• REQUEST: Copy out the data word for word, from the line holding "Note. One marker is placed on each instance of the bare" through the line holding "[(157, 59)]", with both of those lines included.

• SOURCE MATERIAL:
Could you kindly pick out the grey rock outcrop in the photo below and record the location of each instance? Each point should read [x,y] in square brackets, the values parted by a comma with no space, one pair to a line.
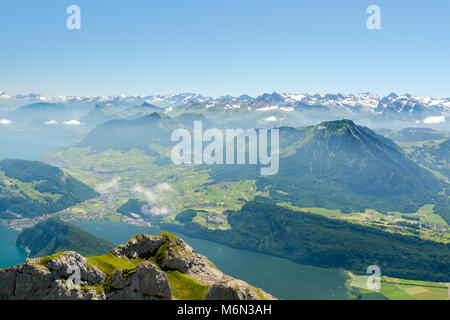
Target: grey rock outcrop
[70,276]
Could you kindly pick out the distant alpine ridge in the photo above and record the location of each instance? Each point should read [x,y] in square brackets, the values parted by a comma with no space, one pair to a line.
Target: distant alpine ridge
[353,103]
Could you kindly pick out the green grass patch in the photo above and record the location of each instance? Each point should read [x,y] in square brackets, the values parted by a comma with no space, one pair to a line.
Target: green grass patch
[186,288]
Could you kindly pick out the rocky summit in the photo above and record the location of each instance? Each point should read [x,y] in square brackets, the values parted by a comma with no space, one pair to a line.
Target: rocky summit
[147,267]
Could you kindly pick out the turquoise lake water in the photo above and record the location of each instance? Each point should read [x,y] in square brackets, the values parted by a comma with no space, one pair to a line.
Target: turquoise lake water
[10,255]
[281,278]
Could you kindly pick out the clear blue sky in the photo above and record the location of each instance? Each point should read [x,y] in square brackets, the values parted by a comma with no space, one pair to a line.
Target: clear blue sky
[217,47]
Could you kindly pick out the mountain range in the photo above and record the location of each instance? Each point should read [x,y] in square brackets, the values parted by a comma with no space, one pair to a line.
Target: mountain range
[398,106]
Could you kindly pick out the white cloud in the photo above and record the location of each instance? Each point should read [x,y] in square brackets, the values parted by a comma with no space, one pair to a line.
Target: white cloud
[159,211]
[164,187]
[5,121]
[108,187]
[432,120]
[72,123]
[148,194]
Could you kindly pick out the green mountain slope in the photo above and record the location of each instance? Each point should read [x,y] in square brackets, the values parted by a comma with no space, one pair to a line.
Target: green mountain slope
[340,165]
[415,134]
[32,188]
[311,239]
[54,235]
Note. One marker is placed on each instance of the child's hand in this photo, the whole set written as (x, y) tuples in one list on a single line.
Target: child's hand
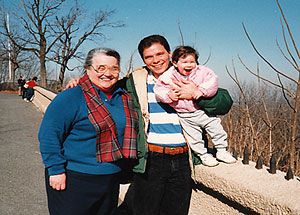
[(197, 94), (174, 95)]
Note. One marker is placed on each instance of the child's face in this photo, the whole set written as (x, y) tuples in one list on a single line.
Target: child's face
[(185, 64)]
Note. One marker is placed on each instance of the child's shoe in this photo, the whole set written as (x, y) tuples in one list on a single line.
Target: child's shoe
[(225, 156), (208, 160)]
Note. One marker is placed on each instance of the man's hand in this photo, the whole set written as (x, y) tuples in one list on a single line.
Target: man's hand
[(197, 94), (58, 182), (186, 89), (174, 95), (72, 83)]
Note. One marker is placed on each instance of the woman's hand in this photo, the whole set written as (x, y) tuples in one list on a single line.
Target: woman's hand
[(186, 89), (58, 182), (72, 83)]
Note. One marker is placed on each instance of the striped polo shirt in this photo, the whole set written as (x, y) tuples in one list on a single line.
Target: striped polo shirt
[(164, 127)]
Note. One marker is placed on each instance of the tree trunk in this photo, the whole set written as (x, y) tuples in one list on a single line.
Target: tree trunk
[(43, 81)]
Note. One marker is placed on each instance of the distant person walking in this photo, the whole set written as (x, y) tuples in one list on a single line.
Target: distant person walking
[(23, 89), (30, 91), (20, 85)]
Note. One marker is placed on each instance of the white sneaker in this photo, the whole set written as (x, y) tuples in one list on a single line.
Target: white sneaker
[(226, 157), (208, 160)]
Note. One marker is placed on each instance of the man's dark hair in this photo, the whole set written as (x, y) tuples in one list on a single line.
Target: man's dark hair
[(150, 40), (182, 51)]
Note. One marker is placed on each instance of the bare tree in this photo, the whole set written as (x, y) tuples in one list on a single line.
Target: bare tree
[(291, 95), (68, 26), (36, 18)]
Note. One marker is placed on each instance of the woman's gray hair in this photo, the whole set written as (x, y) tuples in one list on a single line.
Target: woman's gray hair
[(105, 51)]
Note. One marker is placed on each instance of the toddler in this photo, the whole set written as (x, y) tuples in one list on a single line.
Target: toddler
[(192, 119)]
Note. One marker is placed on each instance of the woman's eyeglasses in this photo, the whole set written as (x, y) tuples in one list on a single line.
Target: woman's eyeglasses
[(103, 68)]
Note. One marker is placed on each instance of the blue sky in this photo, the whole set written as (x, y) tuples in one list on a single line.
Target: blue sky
[(214, 25)]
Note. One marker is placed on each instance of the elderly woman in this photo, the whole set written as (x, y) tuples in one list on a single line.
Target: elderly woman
[(86, 135)]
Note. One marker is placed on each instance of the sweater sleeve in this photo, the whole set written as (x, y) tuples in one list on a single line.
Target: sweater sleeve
[(54, 128)]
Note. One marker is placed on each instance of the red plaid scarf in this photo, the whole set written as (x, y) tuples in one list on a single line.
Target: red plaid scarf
[(107, 145)]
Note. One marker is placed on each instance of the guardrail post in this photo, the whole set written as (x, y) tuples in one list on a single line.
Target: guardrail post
[(273, 165), (246, 156), (289, 174), (258, 163)]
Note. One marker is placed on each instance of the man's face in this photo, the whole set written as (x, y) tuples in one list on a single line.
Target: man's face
[(157, 59)]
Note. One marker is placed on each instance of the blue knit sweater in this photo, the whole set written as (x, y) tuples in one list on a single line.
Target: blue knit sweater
[(67, 137)]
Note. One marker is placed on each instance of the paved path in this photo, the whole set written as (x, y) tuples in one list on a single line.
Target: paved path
[(22, 190)]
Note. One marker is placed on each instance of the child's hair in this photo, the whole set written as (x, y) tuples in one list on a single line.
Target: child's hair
[(183, 51)]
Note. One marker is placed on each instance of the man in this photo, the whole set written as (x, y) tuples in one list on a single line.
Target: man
[(162, 183), (162, 179)]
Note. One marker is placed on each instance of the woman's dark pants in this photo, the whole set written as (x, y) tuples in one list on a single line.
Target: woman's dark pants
[(85, 194)]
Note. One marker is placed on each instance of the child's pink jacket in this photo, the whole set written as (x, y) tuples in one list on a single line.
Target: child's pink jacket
[(203, 77)]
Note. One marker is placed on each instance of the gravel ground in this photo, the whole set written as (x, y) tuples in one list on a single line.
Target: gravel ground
[(21, 170)]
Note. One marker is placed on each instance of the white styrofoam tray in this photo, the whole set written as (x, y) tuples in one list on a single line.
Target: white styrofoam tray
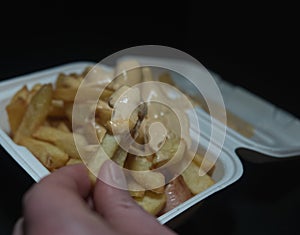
[(228, 166)]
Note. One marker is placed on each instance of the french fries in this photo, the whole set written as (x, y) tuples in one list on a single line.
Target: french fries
[(42, 120), (36, 112)]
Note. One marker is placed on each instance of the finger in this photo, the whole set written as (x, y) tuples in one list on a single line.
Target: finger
[(118, 207), (18, 228), (56, 205)]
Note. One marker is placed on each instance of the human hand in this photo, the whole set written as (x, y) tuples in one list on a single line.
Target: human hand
[(58, 204)]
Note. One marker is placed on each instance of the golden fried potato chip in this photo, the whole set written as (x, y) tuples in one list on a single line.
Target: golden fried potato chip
[(36, 112)]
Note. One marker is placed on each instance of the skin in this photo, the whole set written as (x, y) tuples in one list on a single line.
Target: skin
[(64, 202)]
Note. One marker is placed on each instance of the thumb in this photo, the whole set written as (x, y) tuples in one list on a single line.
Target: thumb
[(117, 206)]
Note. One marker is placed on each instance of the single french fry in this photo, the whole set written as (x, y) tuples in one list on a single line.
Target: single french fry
[(65, 94), (57, 109), (194, 181), (36, 112), (62, 139), (151, 202), (17, 108), (120, 156), (73, 161), (49, 155), (141, 172), (135, 190)]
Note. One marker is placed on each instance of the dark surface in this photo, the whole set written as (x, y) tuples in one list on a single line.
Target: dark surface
[(249, 45)]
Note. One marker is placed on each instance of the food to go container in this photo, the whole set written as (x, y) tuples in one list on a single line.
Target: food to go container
[(274, 132)]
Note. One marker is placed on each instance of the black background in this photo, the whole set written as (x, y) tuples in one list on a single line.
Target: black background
[(248, 44)]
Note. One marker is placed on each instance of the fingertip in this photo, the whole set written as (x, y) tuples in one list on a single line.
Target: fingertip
[(18, 228)]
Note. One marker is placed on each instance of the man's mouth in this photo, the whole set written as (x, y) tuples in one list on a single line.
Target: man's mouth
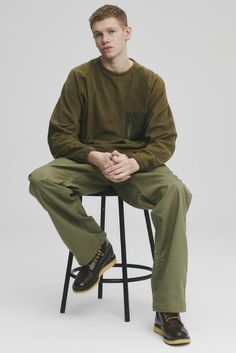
[(106, 48)]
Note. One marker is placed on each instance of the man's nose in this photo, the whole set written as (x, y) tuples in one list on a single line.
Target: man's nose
[(105, 38)]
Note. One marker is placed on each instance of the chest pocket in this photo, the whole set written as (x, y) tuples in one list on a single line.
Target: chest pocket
[(134, 125)]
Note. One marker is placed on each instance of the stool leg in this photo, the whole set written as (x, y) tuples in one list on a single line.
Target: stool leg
[(149, 229), (66, 283), (124, 260), (102, 225)]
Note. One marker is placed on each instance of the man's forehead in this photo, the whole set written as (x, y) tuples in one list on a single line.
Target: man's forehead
[(108, 22)]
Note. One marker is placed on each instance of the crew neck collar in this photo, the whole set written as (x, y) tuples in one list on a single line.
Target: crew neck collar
[(115, 73)]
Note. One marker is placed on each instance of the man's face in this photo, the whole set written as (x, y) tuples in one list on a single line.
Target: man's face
[(110, 37)]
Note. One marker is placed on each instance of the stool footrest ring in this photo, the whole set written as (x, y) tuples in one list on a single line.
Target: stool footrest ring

• FULL RESPONSE:
Note. One marker is placed on each instance of the bare tree in this photo, the whole set written as (x, y) tuples in one list on a single line.
Target: bare tree
[(291, 95), (68, 26), (36, 18)]
Note. One marker is placed on each instance of the woman's gray hair in this photo, the whole set written as (x, y) tuples in one list on a single line.
Target: woman's gray hair
[(105, 51)]
Note. One marker is placed on each instance of the toddler in this photo, the whole set written as (x, y) tuples in one list on a single line.
Target: toddler
[(192, 119)]
Note. One marker is placed on each instance of the woman's eyeglasses in this photo, the whole set written as (x, y) tuples in one list on a single line.
Target: woman's eyeglasses
[(103, 68)]
Note. One marker is placed on each instance of the blue sky in this photo, the whole set written as (x, y) tuples in one list on a single line.
Target: blue sky
[(214, 25)]
Note. One marker is placed on each instance of the elderly woman in this photo, the whole set written as (x, y) tuples in one list on a single line.
Target: elderly woman
[(86, 135)]
Note. One marker is placed on each instance of the sweater sleeve in this photo, the whole set written as (x, y) tuples in one list on a single line.
Target: sweater sleeve
[(54, 128)]
Note. One marker is placed on each instance of the red plaid scarf in this photo, the whole set written as (x, y) tuples in one list on a single line.
Target: red plaid scarf
[(107, 145)]
Note. One marker is placed on each instance of the guardrail post in this photo, the whole set written as (x, y) tuples in one list on a single line.
Target: guardrail post
[(273, 165), (246, 156), (289, 174), (258, 163)]
Note. One marker is placed on each instance of the man's face in this photo, the whole set written as (x, y) tuples in one list on a single line.
Target: man's face
[(157, 59)]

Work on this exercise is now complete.